--- START ---

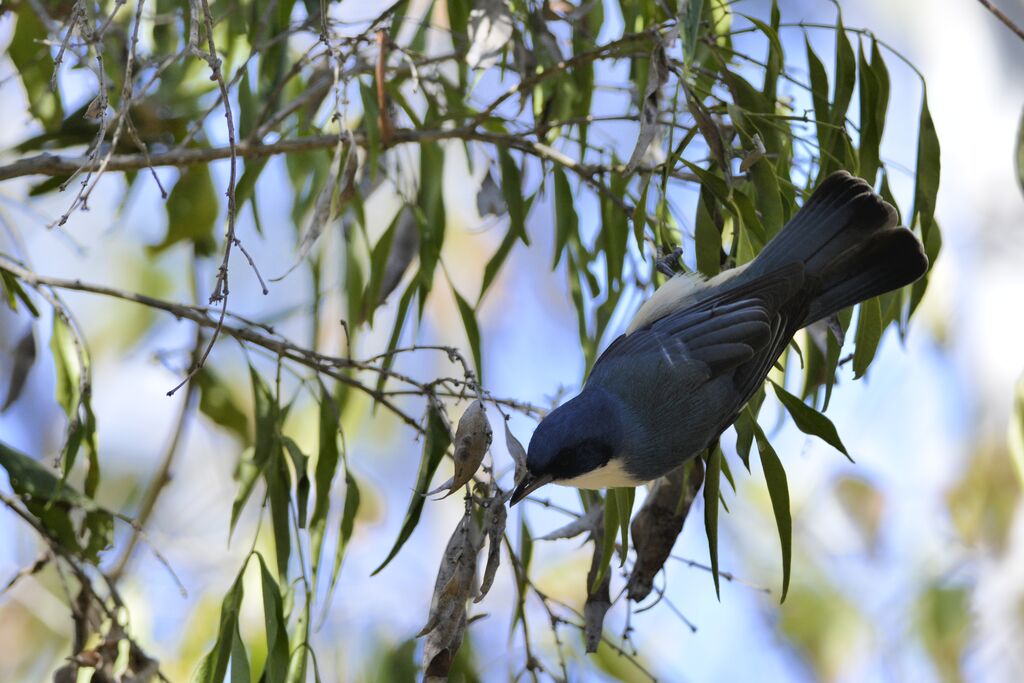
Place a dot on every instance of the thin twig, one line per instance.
(1003, 17)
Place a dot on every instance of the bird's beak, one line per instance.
(529, 483)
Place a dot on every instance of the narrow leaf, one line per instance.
(714, 470)
(778, 492)
(809, 420)
(437, 440)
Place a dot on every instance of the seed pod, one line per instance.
(472, 438)
(518, 454)
(598, 601)
(658, 522)
(495, 526)
(455, 581)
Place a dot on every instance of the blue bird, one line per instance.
(698, 349)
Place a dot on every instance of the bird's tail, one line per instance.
(851, 247)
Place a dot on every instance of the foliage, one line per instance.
(708, 101)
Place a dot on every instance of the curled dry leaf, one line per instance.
(489, 32)
(592, 521)
(657, 74)
(598, 601)
(518, 454)
(448, 606)
(495, 526)
(472, 438)
(754, 155)
(658, 522)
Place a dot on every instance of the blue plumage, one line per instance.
(698, 349)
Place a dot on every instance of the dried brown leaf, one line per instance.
(495, 525)
(658, 522)
(592, 521)
(657, 74)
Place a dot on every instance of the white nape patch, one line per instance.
(611, 474)
(675, 294)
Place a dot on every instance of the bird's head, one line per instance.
(576, 438)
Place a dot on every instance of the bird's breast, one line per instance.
(610, 475)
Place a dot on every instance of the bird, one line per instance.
(698, 349)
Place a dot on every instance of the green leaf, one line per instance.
(399, 324)
(640, 214)
(778, 492)
(846, 74)
(350, 509)
(566, 221)
(708, 236)
(14, 293)
(867, 337)
(1019, 161)
(30, 51)
(1016, 432)
(496, 262)
(378, 267)
(276, 628)
(214, 665)
(51, 500)
(744, 427)
(327, 465)
(626, 497)
(300, 462)
(217, 402)
(437, 440)
(711, 495)
(775, 54)
(691, 29)
(614, 229)
(265, 444)
(371, 123)
(819, 96)
(926, 190)
(69, 370)
(809, 420)
(926, 186)
(870, 125)
(512, 190)
(240, 659)
(472, 331)
(279, 493)
(192, 211)
(431, 215)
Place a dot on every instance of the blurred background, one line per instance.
(907, 565)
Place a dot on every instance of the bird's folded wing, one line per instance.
(740, 328)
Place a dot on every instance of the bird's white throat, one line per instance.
(611, 474)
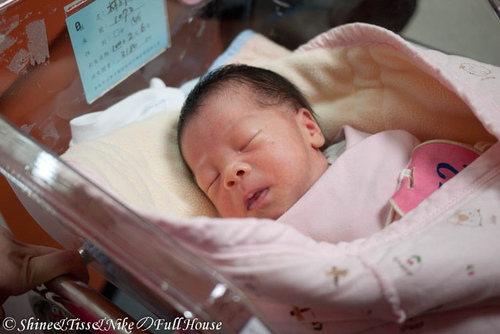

--- END ---

AIM OF THE EXERCISE
None of the pictures belongs in the answer, but all the entries must be repeated exactly.

EXERCISE OUTPUT
Place a dot on every instance of the thin twig, one line per instance.
(1003, 17)
Place a dot on every instance of the bird's beak, one line per instance.
(529, 483)
Place a dot on every instance of the narrow leaf, one line per instance.
(714, 470)
(778, 492)
(809, 420)
(437, 440)
Place a dot on every instance of the seed pod, one line per instance.
(472, 438)
(518, 454)
(598, 601)
(658, 522)
(495, 526)
(455, 581)
Place a dot on every instance of the blue bird, one line per instance.
(698, 349)
Place a dot on every instance of the bird's tail, one line per instance.
(851, 247)
Place a dot on every instance of the foliage, one line per instance.
(708, 101)
Place a dot on every instance of the curled dry leaf, one line per instance.
(489, 32)
(592, 521)
(657, 74)
(598, 601)
(518, 454)
(448, 606)
(495, 526)
(472, 438)
(754, 155)
(658, 522)
Place a dot on every instance of the blue plumage, one line per instance.
(698, 349)
Place a dot on every instance of the dried brown leaf, one line per instance.
(495, 525)
(658, 522)
(592, 521)
(657, 74)
Place a dot on every instance of the white nape patch, one line per instance.
(611, 474)
(675, 294)
Place a dot on every instance of the bird's head, one line per instance.
(576, 438)
Place a dot on every instance of the bird's breast, one line per instance.
(610, 475)
Place a dot on every instance of the bird, one line per instance.
(698, 349)
Place a dot on every instance of the green leaf, one line per instance.
(399, 324)
(640, 214)
(778, 492)
(846, 74)
(350, 509)
(566, 221)
(708, 236)
(14, 293)
(867, 337)
(1019, 161)
(30, 51)
(1016, 432)
(496, 262)
(378, 267)
(276, 628)
(214, 665)
(51, 500)
(744, 427)
(327, 465)
(626, 497)
(300, 462)
(217, 402)
(437, 440)
(711, 495)
(775, 54)
(691, 29)
(614, 229)
(265, 444)
(371, 123)
(819, 96)
(926, 190)
(69, 370)
(809, 420)
(926, 186)
(870, 125)
(512, 190)
(240, 659)
(472, 331)
(279, 493)
(192, 211)
(431, 215)
Place a dot on every instance of the blurred background, one line per instance.
(907, 565)
Place a dot on every instance of the bird's folded wing, one line per instance.
(740, 328)
Place a dot on every instance of the bird's white throat, one line per instance.
(611, 474)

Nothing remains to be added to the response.